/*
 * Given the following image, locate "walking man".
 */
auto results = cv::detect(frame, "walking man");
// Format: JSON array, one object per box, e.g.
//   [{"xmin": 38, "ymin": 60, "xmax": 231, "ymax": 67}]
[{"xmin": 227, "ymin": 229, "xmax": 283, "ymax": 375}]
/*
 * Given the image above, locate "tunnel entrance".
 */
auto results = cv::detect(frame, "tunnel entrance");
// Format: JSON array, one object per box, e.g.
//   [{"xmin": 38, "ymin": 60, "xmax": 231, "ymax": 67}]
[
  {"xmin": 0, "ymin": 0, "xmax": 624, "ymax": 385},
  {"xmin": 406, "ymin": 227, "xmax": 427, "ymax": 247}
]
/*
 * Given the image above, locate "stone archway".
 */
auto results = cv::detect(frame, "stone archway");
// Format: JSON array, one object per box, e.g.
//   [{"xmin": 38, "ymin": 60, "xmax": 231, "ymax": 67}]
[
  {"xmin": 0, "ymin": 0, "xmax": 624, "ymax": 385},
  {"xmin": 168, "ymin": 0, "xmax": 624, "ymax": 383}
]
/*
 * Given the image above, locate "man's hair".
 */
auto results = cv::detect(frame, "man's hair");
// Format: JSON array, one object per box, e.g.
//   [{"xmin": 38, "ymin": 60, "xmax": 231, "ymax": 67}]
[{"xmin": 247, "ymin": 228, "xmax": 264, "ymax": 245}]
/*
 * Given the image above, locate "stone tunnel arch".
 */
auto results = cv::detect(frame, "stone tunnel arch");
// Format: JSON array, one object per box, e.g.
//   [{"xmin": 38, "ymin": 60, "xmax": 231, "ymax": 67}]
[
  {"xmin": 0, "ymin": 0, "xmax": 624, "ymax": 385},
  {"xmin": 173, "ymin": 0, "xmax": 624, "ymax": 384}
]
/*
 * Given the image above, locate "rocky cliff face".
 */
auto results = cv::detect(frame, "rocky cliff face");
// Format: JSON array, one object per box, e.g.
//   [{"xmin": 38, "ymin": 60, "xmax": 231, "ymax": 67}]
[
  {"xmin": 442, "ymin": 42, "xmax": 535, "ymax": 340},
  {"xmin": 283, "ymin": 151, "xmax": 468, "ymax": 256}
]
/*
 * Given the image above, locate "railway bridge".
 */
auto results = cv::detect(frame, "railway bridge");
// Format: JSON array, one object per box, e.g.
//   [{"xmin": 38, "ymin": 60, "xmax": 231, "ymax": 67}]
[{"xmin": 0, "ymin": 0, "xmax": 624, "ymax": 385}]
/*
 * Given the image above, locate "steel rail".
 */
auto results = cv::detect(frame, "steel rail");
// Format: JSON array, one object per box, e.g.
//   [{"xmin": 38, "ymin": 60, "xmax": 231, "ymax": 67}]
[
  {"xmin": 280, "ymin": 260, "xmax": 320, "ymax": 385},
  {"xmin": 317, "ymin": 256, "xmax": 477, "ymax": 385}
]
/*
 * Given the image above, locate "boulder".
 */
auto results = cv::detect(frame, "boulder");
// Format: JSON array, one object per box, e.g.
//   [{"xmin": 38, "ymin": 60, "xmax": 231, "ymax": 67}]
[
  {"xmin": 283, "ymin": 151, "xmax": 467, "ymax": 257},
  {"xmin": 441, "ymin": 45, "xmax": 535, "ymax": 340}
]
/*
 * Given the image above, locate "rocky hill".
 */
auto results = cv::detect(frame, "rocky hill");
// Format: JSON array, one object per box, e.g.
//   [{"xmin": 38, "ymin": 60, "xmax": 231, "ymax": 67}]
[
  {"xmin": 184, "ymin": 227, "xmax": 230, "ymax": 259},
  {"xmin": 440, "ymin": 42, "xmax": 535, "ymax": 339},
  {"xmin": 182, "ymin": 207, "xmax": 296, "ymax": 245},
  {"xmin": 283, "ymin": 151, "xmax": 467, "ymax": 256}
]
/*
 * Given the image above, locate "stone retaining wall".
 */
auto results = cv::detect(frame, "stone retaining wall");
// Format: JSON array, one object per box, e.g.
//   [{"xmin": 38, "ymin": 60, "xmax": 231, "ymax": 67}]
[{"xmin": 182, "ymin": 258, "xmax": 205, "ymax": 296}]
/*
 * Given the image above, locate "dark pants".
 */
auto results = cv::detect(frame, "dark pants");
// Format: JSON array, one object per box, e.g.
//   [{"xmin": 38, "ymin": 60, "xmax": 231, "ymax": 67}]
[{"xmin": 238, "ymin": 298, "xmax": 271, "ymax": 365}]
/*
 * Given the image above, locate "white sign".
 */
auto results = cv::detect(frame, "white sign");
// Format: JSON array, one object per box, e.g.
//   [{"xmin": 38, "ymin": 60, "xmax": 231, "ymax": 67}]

########################################

__Exercise description__: List every line in the material above that contains the string "bridge", treating uppercase and lowercase letters as different.

__Expected answer__:
 * Given the image above, locate "railway bridge".
auto results = cv::detect(frame, "railway bridge");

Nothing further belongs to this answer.